*** Opening Page extract ***
This year has been one full of anxiety from the beginning of the year, until the very last day of October.
At the very end of October, a life of my beloved father-in-law also came to the end. We have known that this day would come soon since few days ago when he had been staying at the hospital for a week.
Last Friday I was stayed with him alone all through the day and couldn’t help feeling so uneasy. Friday in hospital ward brought back the memories ten years ago, the day I lost my mother.
The mood, the silence, it was tense.
Last Sunday became my last meeting with him. Me and the doctor cleaned her mouth while kept looking at the monitor box all the time.
Yesterday, the feeling was getting stronger. The numbers on the monitor slowly declined. All his boys gathered together.
I planned to go to the hospital knowing my mother in law was alone. Canceled the plan knowing the three brothers were heading there. Instead, I wrote a written plan about what to do just in case the time came.
Spent the whole last leg of afternoon writing and editing the plan.
After Isya, at the hospital, he did his last prayed lead by his second son, accompanied by his wife.
We were already in bed around 9 pm when the GP called that his condition was near to the end. He left the world peacefully on the arms of his wife.
My written plan finally shared to the whole family.
We packed our bags and went to the hospital. The two brothers got their chance to bath him for the last time before we brought him home. I accompanied my mother in law in the ambulance while the doctor drove the little girl to my aunt who luckily live nearby my MIL’s house.
My father in law was the quiet type. I might not have too many strong memories with him. Yet, I woke up at 3 am and write this, because he is important enough for me to remember the details of what happened on the day he left.
Ten years from the painful 2012, the pain of losing a parent returned.
The grief degree might not on the same level with one felt in 2012, but the passing of my father in law left as well important reminder like 2012 gave.
*** Closing Page extract ***
*** Opening Source material ***
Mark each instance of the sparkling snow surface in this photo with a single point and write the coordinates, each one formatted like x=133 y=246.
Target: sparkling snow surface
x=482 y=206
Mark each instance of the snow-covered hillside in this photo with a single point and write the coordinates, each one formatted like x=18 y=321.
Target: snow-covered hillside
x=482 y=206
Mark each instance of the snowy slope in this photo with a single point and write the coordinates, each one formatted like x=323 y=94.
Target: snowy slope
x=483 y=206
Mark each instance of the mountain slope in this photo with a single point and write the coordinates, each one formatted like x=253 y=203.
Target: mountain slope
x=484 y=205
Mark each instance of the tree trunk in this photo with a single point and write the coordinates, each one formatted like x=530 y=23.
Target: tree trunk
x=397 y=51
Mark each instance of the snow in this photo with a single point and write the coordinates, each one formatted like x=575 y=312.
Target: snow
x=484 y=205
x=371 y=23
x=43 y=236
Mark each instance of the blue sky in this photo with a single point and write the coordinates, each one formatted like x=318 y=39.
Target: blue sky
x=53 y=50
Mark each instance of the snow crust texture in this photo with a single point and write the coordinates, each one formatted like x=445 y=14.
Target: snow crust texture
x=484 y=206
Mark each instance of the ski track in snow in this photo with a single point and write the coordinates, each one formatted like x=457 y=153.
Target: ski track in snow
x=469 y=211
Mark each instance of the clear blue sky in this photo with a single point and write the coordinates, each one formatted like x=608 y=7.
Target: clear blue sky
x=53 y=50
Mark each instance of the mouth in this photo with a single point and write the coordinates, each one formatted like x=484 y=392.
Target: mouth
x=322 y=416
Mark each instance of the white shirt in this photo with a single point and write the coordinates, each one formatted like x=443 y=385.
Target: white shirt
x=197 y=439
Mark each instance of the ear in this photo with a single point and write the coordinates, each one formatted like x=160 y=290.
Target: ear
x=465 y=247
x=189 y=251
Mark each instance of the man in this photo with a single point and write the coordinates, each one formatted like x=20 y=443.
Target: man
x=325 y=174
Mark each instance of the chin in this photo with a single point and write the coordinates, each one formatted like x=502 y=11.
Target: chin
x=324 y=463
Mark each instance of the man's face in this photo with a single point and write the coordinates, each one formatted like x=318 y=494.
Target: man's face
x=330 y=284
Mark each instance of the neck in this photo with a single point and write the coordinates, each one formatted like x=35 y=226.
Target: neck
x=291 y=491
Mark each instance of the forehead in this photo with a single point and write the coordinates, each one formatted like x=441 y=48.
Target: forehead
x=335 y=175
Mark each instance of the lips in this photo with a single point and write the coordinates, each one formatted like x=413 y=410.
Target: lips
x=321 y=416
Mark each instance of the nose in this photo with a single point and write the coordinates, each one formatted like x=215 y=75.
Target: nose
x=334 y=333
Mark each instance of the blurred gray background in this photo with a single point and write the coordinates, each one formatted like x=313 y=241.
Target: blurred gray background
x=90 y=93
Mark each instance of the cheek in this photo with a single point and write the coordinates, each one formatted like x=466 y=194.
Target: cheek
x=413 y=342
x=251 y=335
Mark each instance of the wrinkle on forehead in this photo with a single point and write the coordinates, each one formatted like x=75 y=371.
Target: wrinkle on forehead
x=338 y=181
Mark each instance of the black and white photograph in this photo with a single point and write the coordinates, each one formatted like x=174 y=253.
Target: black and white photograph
*** Closing Source material ***
- _To do_
• a. In the post about the father-in-law's death:
(i) What did the writer spend the last leg of the afternoon doing?
(ii) Whom did the writer accompany in the ambulance?
(iii) At what time did the writer wake up to write this?
• b. Print the part of the father-in-law post between "The mood, the" and "the time came.", inclusive.
• c. Pick up the post about the father-in-law's passing where it stops and write what comes next.

- _Answer set_
• a.
(i) Writing and editing the plan
(ii) The writer's mother-in-law
(iii) At 3 am

• b.
The mood, the silence, it was tense.
Last Sunday became my last meeting with him. Me and the doctor cleaned her mouth while kept looking at the monitor box all the time.
Yesterday, the feeling was getting stronger. The numbers on the monitor slowly declined. All his boys gathered together.
I planned to go to the hospital knowing my mother in law was alone. Canceled the plan knowing the three brothers were heading there. Instead, I wrote a written plan about what to do just in case the time came.

• c.
I’ve known him since 2002. Through stories. Through the narratives from one of his son.
Ten years from 2002, I had the chance to know him in person, through the law.
I found that we hardly know someone, no matter how long you‘ve ‘known’ him. There were many times when I found the story I heard for the past ten years didn’t match the reality I experienced myself.
But one thing that I’ve been witnessing for the 20 years of knowing him, same relationship with the same person could never stay the same all the time. It will grow to whatever side you give the most effort.
I am beyond happy to see how the narrative heard from the doctor 20 years ago was completely different to what I’ve been experiencing and have witnessed since 10 years ago until yesterday.
I found the truth from the saying, “if you don’t resent your parent enough, then they don’t raise you well enough”.
As an adult who has the freedom to choose and decide, It’s completely on your hand whether to turn the resentment into new contentment or endless disappointment.
The post has been on type-delete-type-delete mode for many times.
It’s much harder finding the right angle to write since there are lots of them whenever death is the topic, than choosing the best picture to use, since not many available and could properly describe the feeling.
Early dawn, 3.40 am, at the bedroom of my aunt.